• [PAGE EXTRACT]:
Results 1 to 4 of 4

Thread: Pseudorandom Number Sequence Test + Benchmark Compressors

  1. #1
    Member Samantha's Avatar
    Join Date
    Apr 2016
    Thanked 7 Times in 4 Posts

    Lightbulb Pseudorandom Number Sequence Test + Benchmark Compressors

    Hi guys, it is the first thread I open, and I'd like to introduce you to a simple project, the first version of the Bench-Entropy.

    The app natively incorporates the software ENT (Pseudorandom Number Sequence Test Program) performs various statistical tests, providing output in the following report:

    1) Entropy

    The density of information contained in a file expressed in number of bits per character. The maximum entropy is 8, when we find a file with entropy or 8 means that it is perfectly random, or is compressed.
    In fact, taken a bitmap, its entropy is 4.724502 bits per byte, if you turned it into jpeg becomes 7.938038 bits per byte. If you compress the bmp with winrar I get 7.996259 bits per byte. This is clear.
    I take a text file where I have written a thousand times the same word we get is that its entropy Entropy = 2.545246 bits per byte. If we compress with winrar we get Entropy = 6.747827, and winrar maximum compression Entropy = 6.756800.

    2) Test of Chi square

    Used for the study of random data streams. If we apply it to image files as a result they are random data.
    In practice, it occupies the deviation percentage of the flow of data from a real random sequence.
    However, if the result is> 99% or <1% of the data stream is not random. If it is between <5% and> 95% of the flow is random suspiciously, if intermediate then we are on random.

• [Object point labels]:
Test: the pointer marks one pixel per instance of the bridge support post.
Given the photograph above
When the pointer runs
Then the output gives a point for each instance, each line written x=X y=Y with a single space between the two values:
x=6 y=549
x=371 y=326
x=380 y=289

• [EXERCISES]:
1. Answer these questions using the forum thread on pseudorandom number sequence testing:
(a) What entropy does the thread report for the bitmap before any conversion?
(b) What is the stated maximum entropy?
(c) Which chi-square results indicate that the data stream is not random?
2. Rename "pointer" to "marker" throughout the records, reproducing them in full with all other wording unchanged.

• [SET OF ANSWERS]:
1.
(a) 4.724502 bits per byte
(b) 8
(c) Results greater than 99% or less than 1%

2.
Test: the marker marks one pixel per instance of the bridge support post.
Given the photograph above
When the marker runs
Then the output gives a point for each instance, each line written x=X y=Y with a single space between the two values:
x=6 y=549
x=371 y=326
x=380 y=289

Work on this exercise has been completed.